(EXERCISE REQUIREMENTS):
Check every line of the entries for "referee", and copy the lines that hold it.

(Stored items)
++++++++++++++++++++
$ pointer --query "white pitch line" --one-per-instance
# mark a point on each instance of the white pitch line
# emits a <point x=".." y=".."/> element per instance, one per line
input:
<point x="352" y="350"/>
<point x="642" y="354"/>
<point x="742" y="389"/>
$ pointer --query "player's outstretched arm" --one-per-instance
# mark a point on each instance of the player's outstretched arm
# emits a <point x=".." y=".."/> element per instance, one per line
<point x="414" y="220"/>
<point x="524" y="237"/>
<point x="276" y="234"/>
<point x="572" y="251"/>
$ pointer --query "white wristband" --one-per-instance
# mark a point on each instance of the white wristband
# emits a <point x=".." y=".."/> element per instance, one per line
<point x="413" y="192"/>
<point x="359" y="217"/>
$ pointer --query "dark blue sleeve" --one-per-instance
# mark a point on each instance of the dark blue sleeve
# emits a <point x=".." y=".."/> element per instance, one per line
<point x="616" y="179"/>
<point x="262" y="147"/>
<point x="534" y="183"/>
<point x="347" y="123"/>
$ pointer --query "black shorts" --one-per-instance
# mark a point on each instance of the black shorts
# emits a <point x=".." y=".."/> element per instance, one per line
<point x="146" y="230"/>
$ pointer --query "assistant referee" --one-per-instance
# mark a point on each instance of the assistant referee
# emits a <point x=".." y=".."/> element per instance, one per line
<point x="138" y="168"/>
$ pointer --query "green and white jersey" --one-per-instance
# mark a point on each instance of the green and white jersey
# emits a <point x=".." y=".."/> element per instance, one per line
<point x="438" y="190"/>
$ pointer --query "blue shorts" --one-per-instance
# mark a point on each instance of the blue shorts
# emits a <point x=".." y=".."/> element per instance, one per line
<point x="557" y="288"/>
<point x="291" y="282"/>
++++++++++++++++++++
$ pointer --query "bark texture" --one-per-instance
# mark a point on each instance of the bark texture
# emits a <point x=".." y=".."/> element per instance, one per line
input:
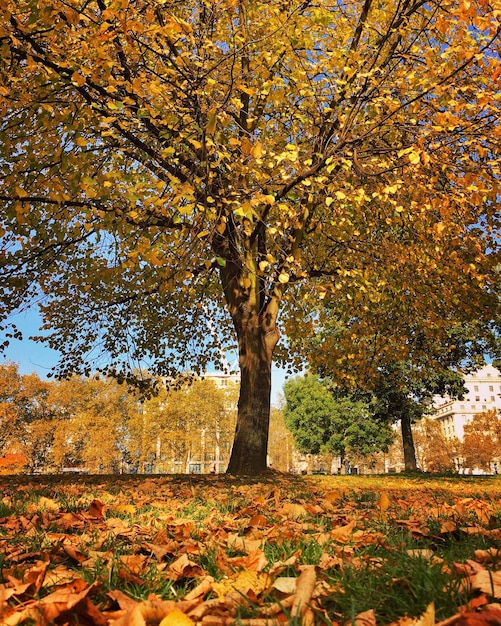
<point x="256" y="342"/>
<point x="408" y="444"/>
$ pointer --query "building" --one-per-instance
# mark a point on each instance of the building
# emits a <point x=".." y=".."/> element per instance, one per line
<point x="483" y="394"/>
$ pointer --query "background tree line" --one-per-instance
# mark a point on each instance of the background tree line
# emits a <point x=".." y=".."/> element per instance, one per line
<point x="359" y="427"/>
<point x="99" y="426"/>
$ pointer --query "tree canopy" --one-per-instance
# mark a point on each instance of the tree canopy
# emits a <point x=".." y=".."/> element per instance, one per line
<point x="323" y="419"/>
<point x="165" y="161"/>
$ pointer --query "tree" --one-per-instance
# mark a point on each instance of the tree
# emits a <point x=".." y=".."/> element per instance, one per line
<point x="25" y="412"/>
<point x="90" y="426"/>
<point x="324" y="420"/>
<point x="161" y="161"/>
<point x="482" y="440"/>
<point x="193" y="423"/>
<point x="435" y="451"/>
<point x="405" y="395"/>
++++++++++++++++++++
(ANSWER TO THE PROBLEM):
$ pointer --query "assistant referee" --one-per-instance
# mark a point on each instance of the assistant referee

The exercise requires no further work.